Task inputs

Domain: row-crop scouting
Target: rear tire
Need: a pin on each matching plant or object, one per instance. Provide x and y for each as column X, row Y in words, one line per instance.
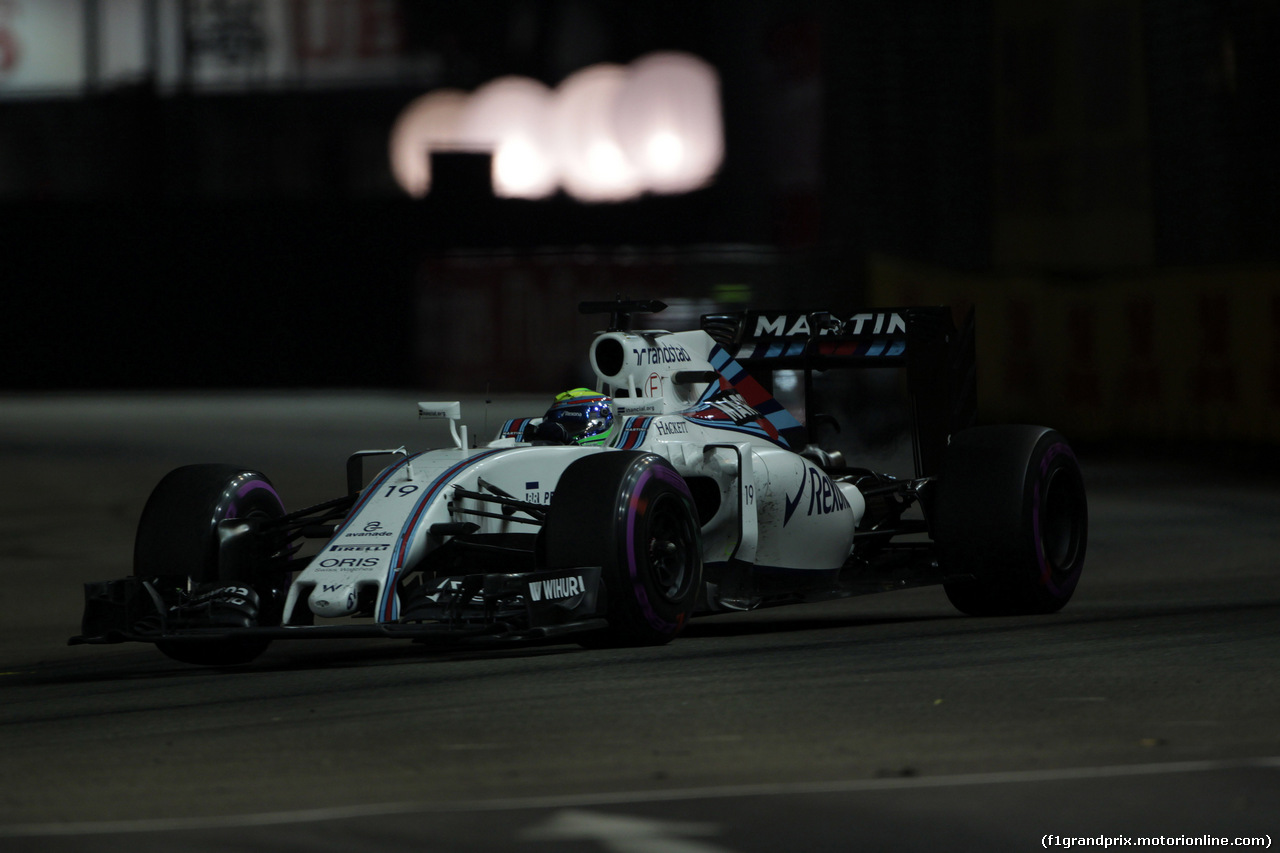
column 177, row 541
column 631, row 514
column 1010, row 520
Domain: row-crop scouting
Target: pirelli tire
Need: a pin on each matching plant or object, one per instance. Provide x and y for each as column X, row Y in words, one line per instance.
column 1010, row 520
column 177, row 541
column 632, row 515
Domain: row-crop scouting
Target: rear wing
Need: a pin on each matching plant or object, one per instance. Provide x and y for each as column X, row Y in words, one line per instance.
column 938, row 357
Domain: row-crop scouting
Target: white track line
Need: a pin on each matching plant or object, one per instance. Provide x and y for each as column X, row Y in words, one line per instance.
column 622, row 798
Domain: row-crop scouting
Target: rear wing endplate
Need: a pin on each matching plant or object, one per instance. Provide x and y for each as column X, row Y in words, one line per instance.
column 938, row 357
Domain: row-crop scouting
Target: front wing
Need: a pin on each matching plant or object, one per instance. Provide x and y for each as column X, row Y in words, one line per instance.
column 475, row 609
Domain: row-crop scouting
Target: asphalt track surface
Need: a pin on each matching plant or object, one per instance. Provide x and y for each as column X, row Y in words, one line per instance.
column 1147, row 708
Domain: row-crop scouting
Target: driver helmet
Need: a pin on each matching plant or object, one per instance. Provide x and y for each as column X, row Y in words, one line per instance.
column 585, row 415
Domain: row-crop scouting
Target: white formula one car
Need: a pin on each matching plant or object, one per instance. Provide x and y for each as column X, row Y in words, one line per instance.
column 679, row 486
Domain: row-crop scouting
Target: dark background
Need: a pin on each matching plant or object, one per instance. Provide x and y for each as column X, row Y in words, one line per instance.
column 159, row 238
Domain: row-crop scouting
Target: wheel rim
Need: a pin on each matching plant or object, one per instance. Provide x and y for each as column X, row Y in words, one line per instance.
column 670, row 548
column 1061, row 521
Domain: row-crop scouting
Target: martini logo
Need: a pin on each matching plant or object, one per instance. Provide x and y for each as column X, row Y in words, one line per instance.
column 790, row 325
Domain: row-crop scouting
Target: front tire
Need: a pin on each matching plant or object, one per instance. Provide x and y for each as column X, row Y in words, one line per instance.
column 177, row 541
column 631, row 514
column 1011, row 520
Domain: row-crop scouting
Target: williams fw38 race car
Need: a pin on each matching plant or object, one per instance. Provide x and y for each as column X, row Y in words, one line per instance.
column 679, row 486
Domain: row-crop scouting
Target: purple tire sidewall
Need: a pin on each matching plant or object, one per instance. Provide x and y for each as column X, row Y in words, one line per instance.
column 632, row 518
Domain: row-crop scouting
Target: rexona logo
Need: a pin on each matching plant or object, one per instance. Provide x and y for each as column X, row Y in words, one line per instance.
column 557, row 588
column 789, row 325
column 824, row 496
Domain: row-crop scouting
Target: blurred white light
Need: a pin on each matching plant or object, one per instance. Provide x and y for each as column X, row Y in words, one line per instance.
column 511, row 118
column 607, row 133
column 668, row 122
column 429, row 123
column 592, row 163
column 664, row 153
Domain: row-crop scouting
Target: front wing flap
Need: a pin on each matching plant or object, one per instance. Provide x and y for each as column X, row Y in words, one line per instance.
column 464, row 609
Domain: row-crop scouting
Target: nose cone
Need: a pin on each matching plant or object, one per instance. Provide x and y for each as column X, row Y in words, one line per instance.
column 333, row 600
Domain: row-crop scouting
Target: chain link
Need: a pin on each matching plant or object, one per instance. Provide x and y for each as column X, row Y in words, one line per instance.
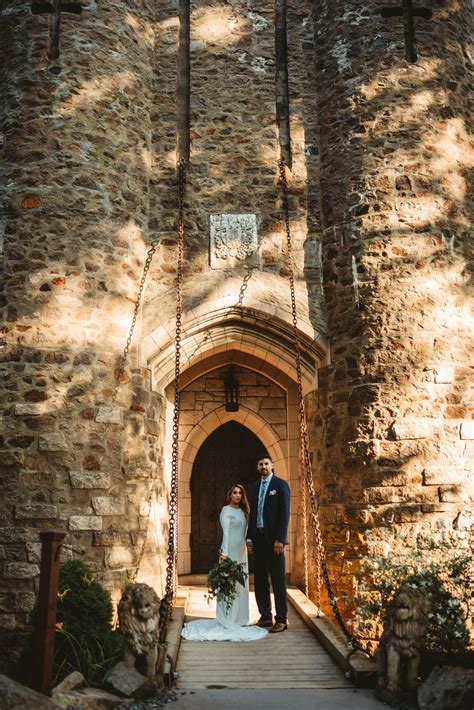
column 171, row 557
column 321, row 566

Exercise goal
List every line in the records above that contains the word "wing".

The solution
Target: rear wing
Target: rear wing endplate
Target: front wing
Target: front wing flap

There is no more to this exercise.